Ответьте по письму о постановке «Мазепы» на три вопроса:
(a) В каком городе и какого числа написано письмо?
(b) На каком основании поспектакльная плата за «Мазепу» назначена меньше, чем следует?
(c) К кому автор письма побежал советоваться, когда хотел взять назад партитуру?

## ФРАГМЕНТ ТЕКСТА
################

Переписка с Н. Ф. фон Мекк
179. Чайковский — Мекк
Москва,
14 января 1884 г.
Милый, дорогой друг!
Вчера я приехал в Москву и собирался тотчас по приезде описать Вам мои петербургские впечатления, но здесь я нашел ожидавшую меня официальную бумагу от дирекции театров, которая так раздражила и расстроила меня, что я целый день ходил как сумасшедший, всю ночь не спал, да и сегодня еще чувствую себя совершенно разбитым. Конечно, смешно и стыдно из пустяков так расстраиваться, но как в самом деле оставаться равнодушным, когда чувствуешь задетым свое чувство справедливости и самолюбие? Дело в том, что когда я, согласно приглашению дирекции, явился в контору театров (в ноябре), чтобы подписать условие о принятии на сцену “Мазепы”, то узнал, что поспектакльная плата за эту оперу назначена гораздо меньше, чем следует, на том основании, что опера в трех, а не в четырех актах. Когда я возразил, что моя опера, будучи в трех актах, тем не менее займет целый вечер, точно так же, как если бы она была в четырех или пяти, что мне ничего не стоило бы ради лишних десятков рублей разделить ее хотя бы и на целых десять действий, но что я держусь первоначального деления ради художественных требований текста и музыки, то мне предложили все это изложить письменно, уверяя, что несомненно просьба моя будет удовлетворена. Я так и сделал. Теперь я получил официальное уведомление без всякого разъяснения причин, что г. министр двора, его сиятельство и т. д. изволил приказать отклонить мое ходатайство, точно будто я выпрашивал какую-нибудь подачку. И самый отказ и форма, в которой он изложен, глубоко оскорбили и обидели меня. Я вспомнил, как в прошлом году тот же министр был предупредителен, ласков и любезен ко мне, когда я был нужен для кантаты, и как тогда он не находил слов, чтобы польстить моему самолюбию! Вспомнил, как нищенски они вознаградили меня (ибо, по правде сказать, лучше бы было ничем не награждать меня, чем этим перстнем), вспомнил, как расточителен этот министр в отношении к иностранцам и как сравнительно суров и мало предупредителен к русским композиторам, — и всё это уязвило меня очень больно. В первую минуту я хотел взять назад свою партитуру и побежал советоваться к Юргенсону, который объяснил мне, что я юридически неправ это сделать. Потом я написал несколько проектов резких до дерзости писем, не мог остановиться ни на одном, и только сегодня почувствовал себя относительно покойным и написал, наконец, к директору театров письмо, в котором высказал свой протест против столь оскорбительного образа действий.

################

## ЗАПИСИ ДАННЫХ
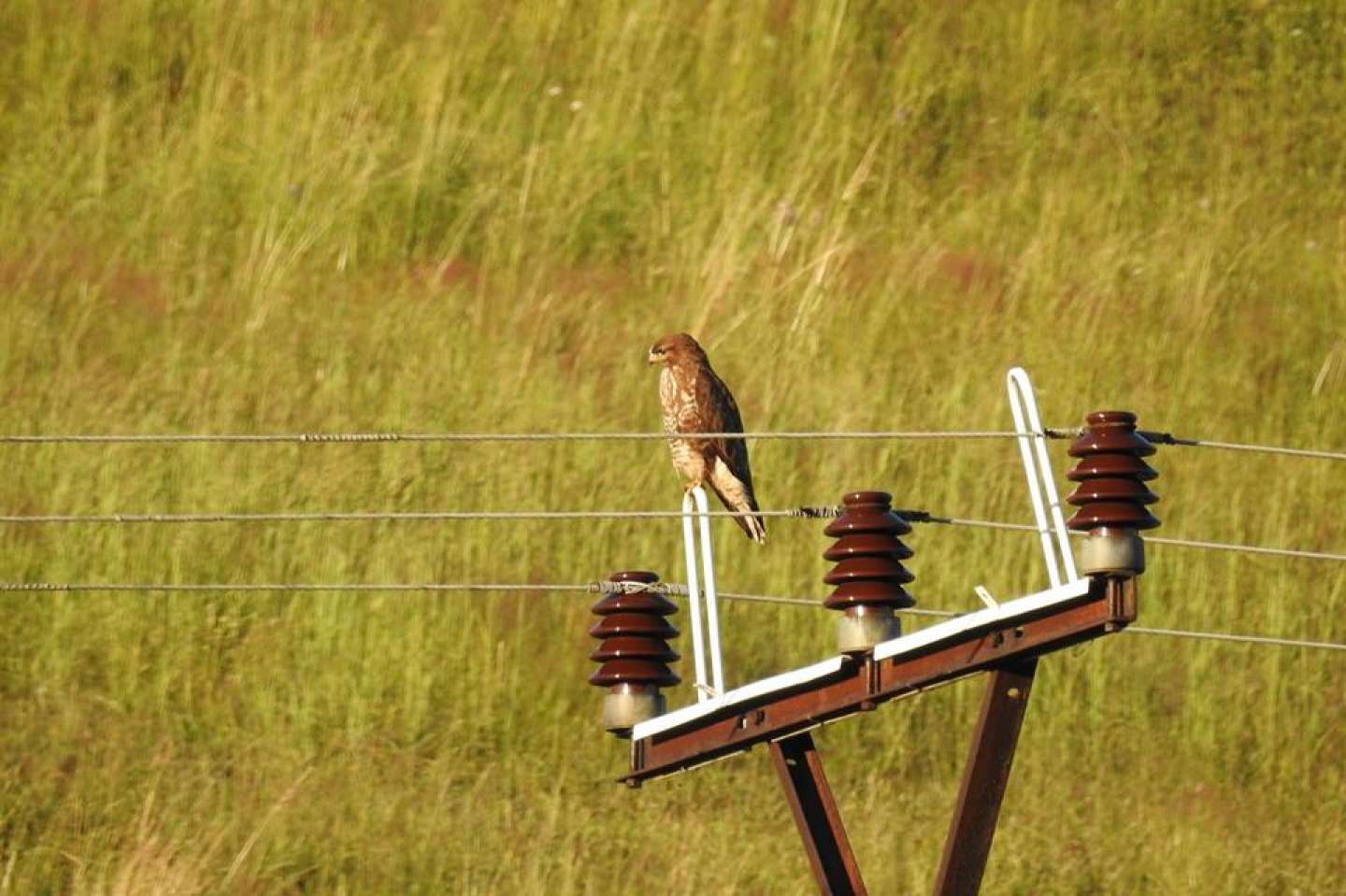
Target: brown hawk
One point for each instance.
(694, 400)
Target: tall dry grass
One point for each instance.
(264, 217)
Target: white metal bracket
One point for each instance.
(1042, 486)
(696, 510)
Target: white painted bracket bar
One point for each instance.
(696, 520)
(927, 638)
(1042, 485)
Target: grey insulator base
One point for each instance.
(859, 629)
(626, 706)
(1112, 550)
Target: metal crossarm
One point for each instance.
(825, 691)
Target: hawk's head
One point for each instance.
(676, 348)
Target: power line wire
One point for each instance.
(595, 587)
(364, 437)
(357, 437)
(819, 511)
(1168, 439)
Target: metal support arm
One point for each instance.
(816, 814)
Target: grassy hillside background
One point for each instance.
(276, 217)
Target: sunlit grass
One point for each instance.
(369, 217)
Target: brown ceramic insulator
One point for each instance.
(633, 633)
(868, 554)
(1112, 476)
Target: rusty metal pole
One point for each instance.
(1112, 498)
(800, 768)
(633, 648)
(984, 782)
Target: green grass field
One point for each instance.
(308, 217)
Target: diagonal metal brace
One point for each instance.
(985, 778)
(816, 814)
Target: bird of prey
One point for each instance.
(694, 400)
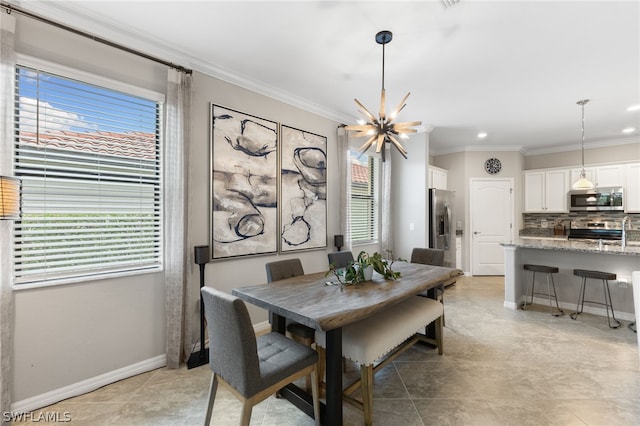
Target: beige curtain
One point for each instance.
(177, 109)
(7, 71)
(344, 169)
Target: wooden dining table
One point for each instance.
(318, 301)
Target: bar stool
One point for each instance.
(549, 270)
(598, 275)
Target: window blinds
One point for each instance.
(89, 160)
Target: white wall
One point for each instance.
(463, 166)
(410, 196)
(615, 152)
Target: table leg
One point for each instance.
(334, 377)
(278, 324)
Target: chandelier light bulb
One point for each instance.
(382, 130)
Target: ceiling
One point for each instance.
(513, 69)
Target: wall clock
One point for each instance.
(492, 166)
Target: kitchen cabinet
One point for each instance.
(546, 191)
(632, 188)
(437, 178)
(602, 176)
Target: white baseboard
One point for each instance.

################

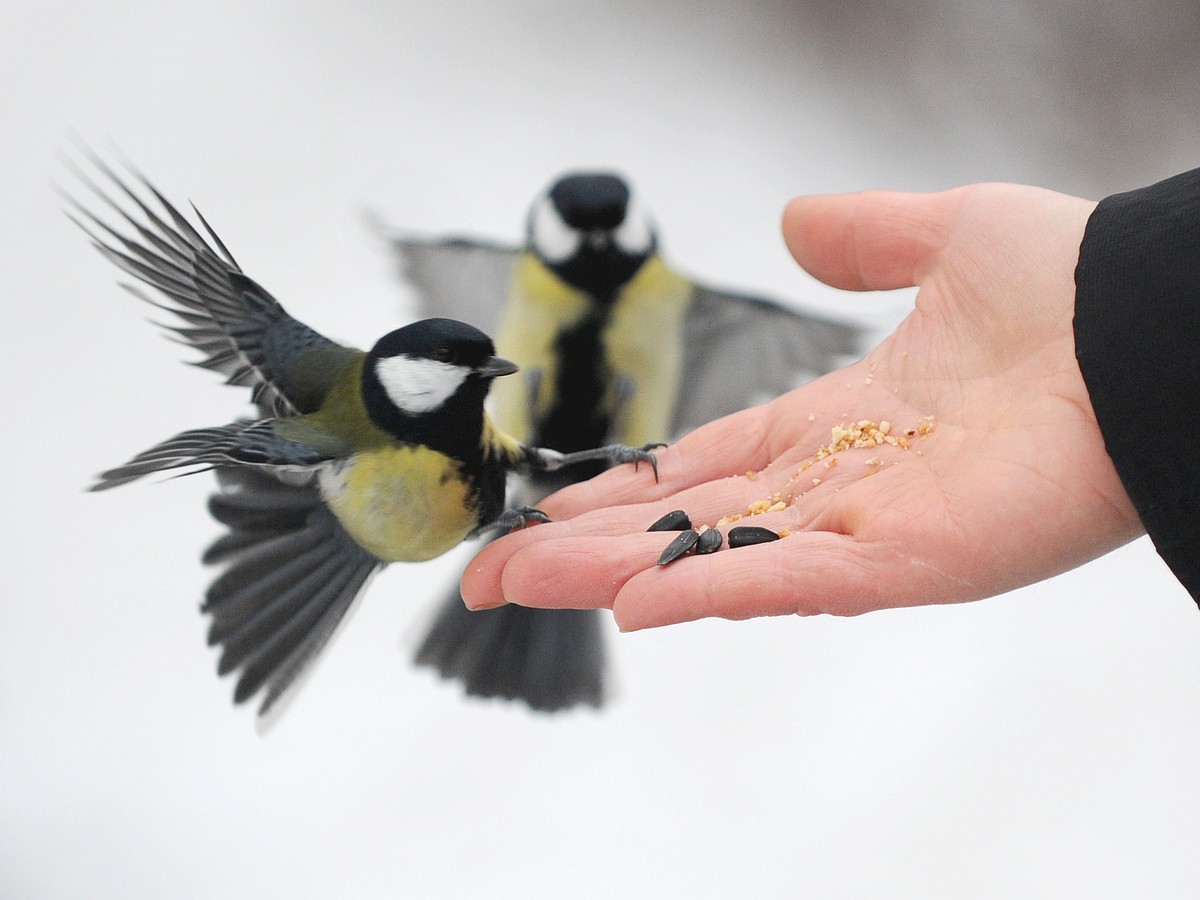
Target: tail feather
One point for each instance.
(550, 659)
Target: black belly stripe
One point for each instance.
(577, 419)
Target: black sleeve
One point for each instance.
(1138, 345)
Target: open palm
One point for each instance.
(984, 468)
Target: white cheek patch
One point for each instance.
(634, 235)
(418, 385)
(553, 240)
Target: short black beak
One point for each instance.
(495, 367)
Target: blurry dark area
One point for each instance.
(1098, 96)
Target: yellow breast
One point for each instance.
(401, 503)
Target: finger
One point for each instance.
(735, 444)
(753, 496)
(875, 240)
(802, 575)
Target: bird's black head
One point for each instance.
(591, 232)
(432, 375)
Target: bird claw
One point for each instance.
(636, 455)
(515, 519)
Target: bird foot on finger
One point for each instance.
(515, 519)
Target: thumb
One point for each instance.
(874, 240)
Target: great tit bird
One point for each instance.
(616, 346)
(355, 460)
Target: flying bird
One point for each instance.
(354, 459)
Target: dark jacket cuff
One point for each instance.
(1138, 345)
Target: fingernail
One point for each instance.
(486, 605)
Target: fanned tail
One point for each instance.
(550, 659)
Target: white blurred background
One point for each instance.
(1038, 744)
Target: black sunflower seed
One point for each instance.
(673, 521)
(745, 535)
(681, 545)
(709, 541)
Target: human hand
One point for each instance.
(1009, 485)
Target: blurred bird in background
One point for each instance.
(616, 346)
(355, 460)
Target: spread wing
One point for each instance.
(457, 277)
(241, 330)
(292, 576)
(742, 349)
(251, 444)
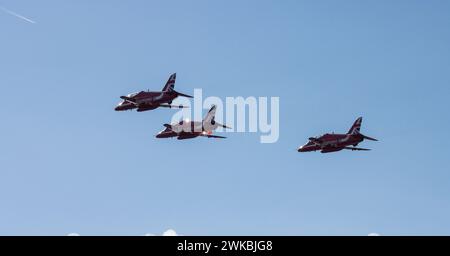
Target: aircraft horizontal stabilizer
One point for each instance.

################

## ИТОГОВЫЙ РЕЗУЛЬТАТ
(a) В Москве, 14 января 1884 г.
(b) На том основании, что опера в трех, а не в четырех актах.
(c) К Юргенсону.